FRAGMENTO DEL TEXTO.

Ejercicios de supervivencia

Dos trabajadores introducen un ataúd por la puerta de la funeraria municipal de Madrid

En sus últimos años de vida a Jorge Semprún lo atormentaban dos cosas: sus huesos y sus recuerdos. Para un hombre que soportó palizas y torturas de La Gestapo, ¿qué podía significar un esqueleto a punto de quebrarse? Pero le dolía, hasta en pesadillas. Le atormentaba también la idea de una vida perdida, licuada en el olvido que saben procurarse los cretinos y los jóvenes –unos con intención, otros por la absoluta falta de algo parecido-. Pienso en él a menudo en estos días. Mucho. En el confinamiento las palabras y las ideas parecen iluminadas por una una luz más potente, que amplifica determinadas verdades. Y Semprún acumulaba unas cuentas. 

Fue el preso número 44.904 en Buchenwald, el campo de concentración alemán en el que vivió deportado entre los 20 y los 22 años. Fue Federico Sánchez en los años de la lucha clandestina contra Franco. Fue el hombre al que Santiago Carrillo y Dolores Ubárruri expulsaron, en 1964, del Partido Comunista. Fue ministro con los socialistas, con quienes también tuvo desencuentros –y muchos, valga decir-. Se empleó a fondo como escritor y pensador. Fue en toda regla, él: Semprún. Poco antes de morir, hace ya casi diez años, se sentó a escribir. La muerte lo sorprendió mientras escribía el volumen Ejercicios de supervivencia (Tusquets). De esas páginas me valgo para entender un mundo que ya es otro.

Cuando me asomo a la ventana y me pregunto por el futuro, me retumba en la mente la gimnasia de la supervivencia

También nosotros gestamos en nuestro interior una nueva versión de nosotros mismos, y entre la amargura, el miedo y la capacidad para sobrellevarlos, se despliega la membrana de quienes seremos de ahora en adelante. Cuando me asomo a la ventana y me pregunto por el futuro, me retumba en la mente la gimnasia de la supervivencia. En aquel libro, Semprún relata los muchos hombres que fue. Comienza con el joven de veinte años, estudiante de filosofía, hijo de una importante familia desgarrada por la Guerra Civil española que, en 1943, fue  detenido por la Gestapo y torturado como miembro de la Resistencia francesa a la ocupación nazi.

CONSIGNA 1.
Según el fragmento sobre Jorge Semprún, ¿qué número de preso tuvo en Buchenwald?
CONSIGNA 2.
Reproduce sin cambios el pasaje del fragmento sobre Jorge Semprún comprendido entre "También nosotros gestamos" y "la ocupación nazi.", ambos incluidos.
CONSIGNA 3.
Retoma el fragmento sobre Jorge Semprún y prosíguelo a partir de su última oración.

REGISTROS.
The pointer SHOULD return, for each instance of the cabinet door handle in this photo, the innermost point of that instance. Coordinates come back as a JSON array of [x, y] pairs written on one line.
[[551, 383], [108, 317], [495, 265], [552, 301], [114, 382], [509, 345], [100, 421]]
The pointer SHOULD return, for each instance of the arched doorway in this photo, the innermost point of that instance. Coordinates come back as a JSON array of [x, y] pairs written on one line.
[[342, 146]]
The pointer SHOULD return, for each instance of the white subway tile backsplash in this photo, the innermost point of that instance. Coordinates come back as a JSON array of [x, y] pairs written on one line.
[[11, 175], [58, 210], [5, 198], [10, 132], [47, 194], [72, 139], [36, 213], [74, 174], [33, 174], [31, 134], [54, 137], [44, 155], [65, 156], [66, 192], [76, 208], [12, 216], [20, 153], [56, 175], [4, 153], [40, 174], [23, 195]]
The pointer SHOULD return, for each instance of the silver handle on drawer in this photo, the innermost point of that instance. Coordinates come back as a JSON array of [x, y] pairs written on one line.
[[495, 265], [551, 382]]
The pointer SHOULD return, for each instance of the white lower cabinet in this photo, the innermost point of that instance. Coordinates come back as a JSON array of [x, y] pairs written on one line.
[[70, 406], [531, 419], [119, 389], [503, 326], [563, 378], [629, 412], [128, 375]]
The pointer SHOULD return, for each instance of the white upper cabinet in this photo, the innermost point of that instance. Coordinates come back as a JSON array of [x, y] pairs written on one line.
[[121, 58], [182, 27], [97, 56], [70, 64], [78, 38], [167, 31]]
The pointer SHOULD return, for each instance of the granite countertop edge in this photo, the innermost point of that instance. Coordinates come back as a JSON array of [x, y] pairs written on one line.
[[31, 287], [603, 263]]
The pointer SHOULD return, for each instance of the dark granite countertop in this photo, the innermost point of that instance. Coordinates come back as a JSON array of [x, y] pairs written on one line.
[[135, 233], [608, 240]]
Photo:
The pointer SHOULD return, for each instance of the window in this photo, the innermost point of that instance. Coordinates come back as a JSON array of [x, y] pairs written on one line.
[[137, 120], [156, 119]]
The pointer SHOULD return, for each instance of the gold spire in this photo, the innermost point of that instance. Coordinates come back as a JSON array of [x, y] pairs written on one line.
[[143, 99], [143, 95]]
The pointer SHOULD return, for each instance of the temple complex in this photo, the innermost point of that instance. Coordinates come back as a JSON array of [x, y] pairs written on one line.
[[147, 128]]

RESULTADO 1.
El número 44.904.

RESULTADO 2.
También nosotros gestamos en nuestro interior una nueva versión de nosotros mismos, y entre la amargura, el miedo y la capacidad para sobrellevarlos, se despliega la membrana de quienes seremos de ahora en adelante. Cuando me asomo a la ventana y me pregunto por el futuro, me retumba en la mente la gimnasia de la supervivencia. En aquel libro, Semprún relata los muchos hombres que fue. Comienza con el joven de veinte años, estudiante de filosofía, hijo de una importante familia desgarrada por la Guerra Civil española que, en 1943, fue  detenido por la Gestapo y torturado como miembro de la Resistencia francesa a la ocupación nazi.

RESULTADO 3.
Liberado del campo de concentración, Semprún se enfrentó a un dilema: escribir lo que había visto o volcarse en el presente. Hizo ambas cosas, cada una a su tiempo. Porque aunque ya en 1963 había plasmado sus vivencias en El largo viaje, hubo que esperar a 1994 para que explorara a fondo aquellos años en La escritura o la vida. Necesitó tiempo para convertir las cicatrices en palabras, quizá porque fue capaz de transformarlas primero en acciones. No importa cuán sitiado estuviese, nunca se mantuvo al margen de nada.

Liberado del campo de concentración, Semprún se enfrentó a un dilema: escribir lo que había visto o volcarse en el presente. Hizo ambas cosas

Sus conocimientos de alemán hicieron posible que lo reclutaran en una oficina de Bunchenwald donde confeccionaban las listas de mano de obra destinada a trabajar fuera del campo, un destino que fulminaba la esperanza de seguir vivo a aquellos elegidos. La intervención de Semprún resultó evitó que muchos fuesen trasladados de lugar: él mismo las alteraba. Tampoco le faltó valor para disentir de la política y los métodos que el PCE empleaba en España y mucho menos para denunciar los desmanes del estalinismo.

No somos una misma cosa de forma invariable. Después de 18 días aislados algo hemos aprendido de nosotros y de nuestro entorno, incluso de nuestro tiempo: no inauguramos nada nuevo, la hoja en blanco somos nosotros. El número de muertes aumenta según pasan los días. En el interior de nuestras casas, sin embargo, ocurre la gestación de una nueva vida: la que aprenderemos a llevar tras sobrevivir a esta. Hasta las rocas se modifican con la acción lenta y continuada, ¿cómo no va el espíritu a absorber, también, las inclemencias de este tiempo?